* ARTICLE *
>> start
Learning and action for community engagement against wildlife crime

To successfully tackle poaching and the illegal wildlife trade, we need to move beyond law enforcement and develop best practice in involving communities in managing wildlife resources and taking action against wildlife crime.

Project
July 2018 - March 2022
Contact: 
Dilys Roe
,

Principal researcher and team leader (biodiversity), Natural Resources

Collection
Conservation, communities and equity
A programme of work showing how IIED is building capacity to understand and implement equitable conservation and enhance community voice in conservation policymaking
A man peers through the lens of a camera, while receiving advice from his colleague, another ranger

Rangers from the Conservancy Rhino Ranger Incentive Programme (Photo: copyright Save the Rhino Trust)

In March 2015 the Kasane conference on illegal wildlife trade (IWT) took place in Botswana. It made a recommendation to “Establish, facilitate and support information-sharing mechanisms… to develop knowledge, expertise and best practice in practical experience of involving local people in managing wildlife resources, and in action to tackle IWT”.

This project responds to that recommendation by establishing a learning and action platform for locally-driven initiatives to share lessons and inject community voices into IWT policymaking. It includes:

  1. An online information portal, called People not Poaching: the Communities and IWT Learning Platform
  2. On-the-ground dialogues, initially focused on Tanzania and Zambia.

Why now?

Responses to IWT in Africa have focused on increasingly militarised state-led law enforcement, with serious implications for indigenous peoples and local communities’ safety and wellbeing – in particular there have been several well publicised cases of human rights abuses.

It is also clear from the continuation of poaching that enforcement-based approaches alone are not enough. Too often, poorly targeted enforcement activities undermine local confidence in conservation authorities and discourage communities from cooperating and conserving or sustainably managing wildlife.

There are cases where poaching has been significantly reduced by empowering communities to manage and protect the wildlife that surrounds them. But such experiences are in danger of being overlooked in the rush to tackle IWT.

There is also a lack of knowledge about the different types of community-based approaches available, and the conditions under which they will and won’t work. And communities themselves are rarely consulted in IWT programme design processes, and lack the capacity and voice to engage in policy debate.

What is IIED doing?
>> end
* WHAT THIS EXERCISE ASKS *
**a.** Render every line of the Block 1 entries below as a JSON list of strings, one string per line, skipping blank lines and leaving out the picture placeholders.
**b.** Continue the text on community engagement against wildlife crime from its final line.

* EXCERPTED DATA *
>> start
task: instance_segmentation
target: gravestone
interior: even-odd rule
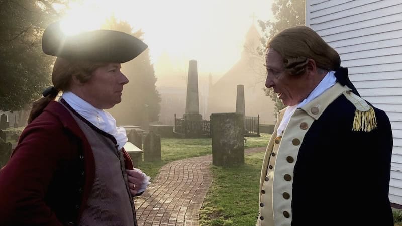
[[[20,138],[20,135],[19,135],[16,133],[13,133],[13,134],[11,134],[11,136],[10,136],[10,138],[12,140],[18,141],[18,138]]]
[[[142,133],[137,132],[135,130],[131,130],[127,135],[129,141],[134,144],[140,149],[142,149]]]
[[[246,107],[244,104],[244,86],[237,85],[237,93],[236,98],[236,112],[246,117]]]
[[[18,127],[18,123],[17,122],[17,114],[14,115],[14,128]]]
[[[138,163],[142,161],[142,153],[144,152],[130,141],[126,142],[124,148],[130,157],[131,158],[133,166],[135,168],[138,168]]]
[[[145,132],[149,131],[149,117],[148,109],[148,105],[144,105],[144,112],[142,115],[142,120],[141,121],[141,129]]]
[[[215,166],[244,163],[244,121],[237,113],[213,113],[212,164]]]
[[[160,136],[150,131],[144,139],[144,161],[161,161]]]
[[[0,129],[4,130],[9,127],[9,122],[7,122],[7,115],[4,113],[0,116]]]
[[[9,161],[12,150],[11,143],[6,142],[3,139],[0,139],[0,168]]]
[[[3,132],[2,130],[0,130],[0,138],[5,142],[7,141],[7,135],[6,134],[6,132]]]

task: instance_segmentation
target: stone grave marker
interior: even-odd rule
[[[144,161],[152,162],[161,160],[160,136],[149,131],[144,141]]]
[[[237,113],[211,114],[212,164],[236,165],[244,163],[244,121]]]

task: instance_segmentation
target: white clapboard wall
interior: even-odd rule
[[[389,198],[402,205],[402,0],[306,0],[306,26],[340,54],[362,96],[389,117]]]

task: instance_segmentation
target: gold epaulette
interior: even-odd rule
[[[343,94],[356,107],[352,130],[370,132],[377,127],[375,112],[371,106],[350,91],[346,91]]]

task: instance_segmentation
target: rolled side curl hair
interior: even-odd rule
[[[84,83],[91,78],[93,72],[96,69],[107,64],[107,63],[73,60],[58,57],[54,63],[52,73],[52,82],[54,86],[45,90],[42,93],[43,97],[32,104],[32,109],[28,117],[28,124],[39,116],[49,103],[54,100],[59,92],[69,90],[73,76]]]
[[[305,72],[309,58],[316,62],[318,68],[329,71],[336,70],[341,65],[339,54],[308,27],[284,30],[269,41],[268,48],[282,56],[285,71],[293,75]]]

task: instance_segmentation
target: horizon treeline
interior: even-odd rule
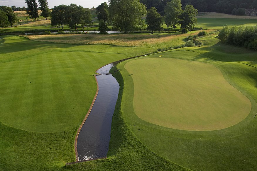
[[[164,14],[164,7],[171,0],[140,0],[147,9],[153,7],[162,15]],[[210,12],[231,14],[233,9],[239,8],[257,8],[257,0],[181,0],[182,8],[187,5],[192,5],[198,12]]]

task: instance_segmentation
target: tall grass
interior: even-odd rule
>> end
* ANSWERS *
**a.**
[
  "task: instance_segmentation",
  "target: gravestone",
  "interior: even-odd rule",
  "[[[20,138],[20,135],[19,135],[16,133],[13,133],[13,134],[11,134],[11,136],[10,136],[10,138],[12,140],[18,141],[18,138]]]",
  "[[[142,133],[137,132],[135,130],[131,130],[127,135],[129,141],[134,144],[140,149],[142,149]]]",
  "[[[246,107],[244,104],[244,86],[237,85],[237,93],[236,98],[236,112],[246,117]]]",
  "[[[18,127],[18,123],[17,122],[17,114],[14,115],[14,128]]]",
  "[[[138,163],[142,161],[142,153],[144,152],[130,141],[126,142],[124,148],[130,157],[131,158],[133,166],[135,168],[138,168]]]",
  "[[[145,132],[149,131],[149,117],[148,109],[148,105],[144,105],[144,112],[142,115],[142,120],[141,121],[141,129]]]",
  "[[[215,166],[244,163],[244,121],[237,113],[213,113],[212,164]]]",
  "[[[160,136],[150,131],[144,139],[144,161],[161,161]]]",
  "[[[0,129],[4,130],[9,127],[9,122],[7,122],[7,115],[4,113],[0,116]]]",
  "[[[9,161],[12,150],[11,143],[6,142],[3,139],[0,139],[0,168]]]",
  "[[[3,132],[2,130],[0,130],[0,138],[5,142],[7,141],[7,135],[6,134],[6,132]]]",
  "task: instance_segmentation",
  "target: stone grave marker",
  "interior: even-odd rule",
  "[[[144,161],[152,162],[161,160],[160,136],[149,131],[144,141]]]",
  "[[[237,113],[211,114],[212,164],[236,165],[244,163],[244,121]]]",
  "task: instance_segmentation",
  "target: white clapboard wall",
  "interior: even-odd rule",
  "[[[389,198],[402,205],[402,0],[306,0],[306,26],[340,54],[362,96],[389,117]]]",
  "task: instance_segmentation",
  "target: gold epaulette",
  "interior: even-odd rule",
  "[[[343,94],[356,107],[352,130],[370,132],[377,127],[375,112],[371,106],[350,91],[346,91]]]",
  "task: instance_segmentation",
  "target: rolled side curl hair",
  "interior: even-odd rule",
  "[[[84,83],[91,78],[93,72],[96,69],[107,64],[107,63],[73,60],[58,57],[54,63],[52,73],[52,82],[54,86],[45,90],[42,93],[43,97],[32,104],[32,109],[28,117],[28,124],[39,116],[49,103],[54,100],[59,92],[69,90],[73,76]]]",
  "[[[305,72],[309,58],[316,62],[318,68],[329,71],[336,70],[341,65],[339,54],[308,27],[284,30],[269,41],[268,48],[282,56],[285,71],[293,75]]]",
  "task: instance_segmentation",
  "target: horizon treeline",
  "interior: even-odd rule",
  "[[[164,14],[164,7],[171,0],[140,0],[147,9],[153,7],[162,15]],[[210,12],[231,14],[233,9],[239,8],[257,8],[257,0],[181,0],[182,8],[187,5],[192,5],[198,12]]]",
  "task: instance_segmentation",
  "target: tall grass",
  "interior: even-odd rule"
]

**b.**
The 'LeAP: Learning and Action Platform for Community Engagement Against IWT' project is funded by the UK government’s Illegal Wildlife Trade Challenge Fund and addresses these challenges with three sets of activities.

  1. Building evidence: Using the online People not Poaching portal, we will work with partners to create and share a strong body of evidence on the role of communities in tackling IWT. Using the IIED-IUCN Theory of Change for Engaging Communities in Tackling IWT as an analytical framework, we will generate and publish lessons on what works and what doesn’t.
     
  2. Strengthening voice and dialogue: In Tanzania and Zambia we will convene dialogues that bring together communities, government policymakers and IWT project funders and implementers in key IWT hotspots, and explore how to better support community-based efforts to tackle IWT. We will document and share widely the lessons learned in Tanzania and Zambia to encourage similar processes in other countries. The People not Poaching website has all the information from the Tanzania dialogue in December 2019 and the Zambia dialogue in March 2020.

    Building on the IIED and IUCN-SULI led Beyond Enforcement initiative, we will also take opportunities at the regional and international level to bring community voices into policy processes and debates.
     
  3. Facilitating South-South learning: Focused around the People not Poaching online platform and dialogues in Tanzania and Zambia, and building on the network of contacts generated through the Beyond Enforcement activities, we will foster a dynamic community of practice. We will also bring community representatives together to share experiences.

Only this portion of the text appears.